[Exercise task]
Copy out every line in the entries below that contains the word "blue". Case counts.

(Point-labeling entries)
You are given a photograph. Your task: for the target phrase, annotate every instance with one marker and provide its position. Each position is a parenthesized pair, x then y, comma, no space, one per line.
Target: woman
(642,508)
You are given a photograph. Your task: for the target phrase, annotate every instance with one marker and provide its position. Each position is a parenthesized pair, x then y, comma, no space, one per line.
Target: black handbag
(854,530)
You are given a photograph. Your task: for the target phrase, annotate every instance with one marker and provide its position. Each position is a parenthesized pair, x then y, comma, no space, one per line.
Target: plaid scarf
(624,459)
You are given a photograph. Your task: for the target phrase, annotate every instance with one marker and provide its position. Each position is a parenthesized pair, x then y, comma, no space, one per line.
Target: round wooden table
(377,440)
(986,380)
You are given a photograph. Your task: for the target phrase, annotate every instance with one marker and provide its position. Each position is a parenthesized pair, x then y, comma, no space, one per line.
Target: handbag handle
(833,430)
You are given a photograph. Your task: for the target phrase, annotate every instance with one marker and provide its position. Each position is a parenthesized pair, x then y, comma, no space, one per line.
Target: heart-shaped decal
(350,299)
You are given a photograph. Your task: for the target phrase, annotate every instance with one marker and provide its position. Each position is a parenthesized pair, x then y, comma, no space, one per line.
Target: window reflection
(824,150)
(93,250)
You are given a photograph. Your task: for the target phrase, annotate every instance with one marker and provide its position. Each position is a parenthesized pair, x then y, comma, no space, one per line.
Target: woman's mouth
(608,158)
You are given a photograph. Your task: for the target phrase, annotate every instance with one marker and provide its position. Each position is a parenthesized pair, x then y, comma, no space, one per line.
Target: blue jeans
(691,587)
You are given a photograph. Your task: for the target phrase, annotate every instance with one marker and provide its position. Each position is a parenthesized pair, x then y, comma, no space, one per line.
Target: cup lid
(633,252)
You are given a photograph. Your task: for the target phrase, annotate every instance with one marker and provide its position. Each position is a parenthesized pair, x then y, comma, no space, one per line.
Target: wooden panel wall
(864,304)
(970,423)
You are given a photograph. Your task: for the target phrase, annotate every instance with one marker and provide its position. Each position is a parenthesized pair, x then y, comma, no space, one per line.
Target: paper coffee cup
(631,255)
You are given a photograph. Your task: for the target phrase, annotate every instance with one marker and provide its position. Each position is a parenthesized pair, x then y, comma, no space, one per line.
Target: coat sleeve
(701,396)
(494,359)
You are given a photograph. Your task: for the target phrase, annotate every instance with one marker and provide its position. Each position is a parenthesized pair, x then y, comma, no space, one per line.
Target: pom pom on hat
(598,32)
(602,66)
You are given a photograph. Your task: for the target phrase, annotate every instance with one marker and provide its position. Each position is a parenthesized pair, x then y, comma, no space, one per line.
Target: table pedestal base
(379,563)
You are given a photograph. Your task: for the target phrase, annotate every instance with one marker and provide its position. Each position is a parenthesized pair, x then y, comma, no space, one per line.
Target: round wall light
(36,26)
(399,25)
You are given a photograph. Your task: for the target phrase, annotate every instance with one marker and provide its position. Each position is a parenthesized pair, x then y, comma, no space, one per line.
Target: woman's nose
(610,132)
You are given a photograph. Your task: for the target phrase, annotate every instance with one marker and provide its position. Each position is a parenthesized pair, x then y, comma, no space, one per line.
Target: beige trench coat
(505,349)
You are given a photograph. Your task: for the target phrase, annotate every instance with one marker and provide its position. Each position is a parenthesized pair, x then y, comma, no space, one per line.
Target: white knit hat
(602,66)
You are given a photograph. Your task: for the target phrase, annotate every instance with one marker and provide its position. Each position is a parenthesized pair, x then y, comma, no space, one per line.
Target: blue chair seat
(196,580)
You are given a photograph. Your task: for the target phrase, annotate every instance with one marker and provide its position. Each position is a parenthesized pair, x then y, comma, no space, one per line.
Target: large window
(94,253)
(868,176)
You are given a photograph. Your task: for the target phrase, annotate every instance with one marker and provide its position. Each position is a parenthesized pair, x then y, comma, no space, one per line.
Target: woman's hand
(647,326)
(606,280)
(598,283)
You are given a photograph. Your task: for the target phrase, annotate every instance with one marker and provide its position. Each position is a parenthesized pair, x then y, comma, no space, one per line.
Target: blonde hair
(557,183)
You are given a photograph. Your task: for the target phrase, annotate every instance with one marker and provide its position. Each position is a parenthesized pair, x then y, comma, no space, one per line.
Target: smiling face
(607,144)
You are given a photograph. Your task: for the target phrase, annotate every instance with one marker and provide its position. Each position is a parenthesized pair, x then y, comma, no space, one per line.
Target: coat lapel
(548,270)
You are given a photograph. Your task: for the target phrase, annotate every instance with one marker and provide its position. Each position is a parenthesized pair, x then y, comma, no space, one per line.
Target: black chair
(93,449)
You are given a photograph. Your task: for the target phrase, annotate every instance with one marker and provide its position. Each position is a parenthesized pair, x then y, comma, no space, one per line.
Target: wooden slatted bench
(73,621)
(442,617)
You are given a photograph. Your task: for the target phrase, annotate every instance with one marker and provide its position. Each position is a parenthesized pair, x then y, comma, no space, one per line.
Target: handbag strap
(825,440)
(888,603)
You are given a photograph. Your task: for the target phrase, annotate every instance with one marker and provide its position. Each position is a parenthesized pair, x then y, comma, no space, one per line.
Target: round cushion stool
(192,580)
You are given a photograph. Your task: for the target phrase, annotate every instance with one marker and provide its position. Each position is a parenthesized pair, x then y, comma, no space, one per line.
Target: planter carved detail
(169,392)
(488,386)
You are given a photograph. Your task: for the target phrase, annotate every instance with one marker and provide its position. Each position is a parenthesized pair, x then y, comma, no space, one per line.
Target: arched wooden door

[Exercise solution]
Target: blue jeans
Target: blue chair seat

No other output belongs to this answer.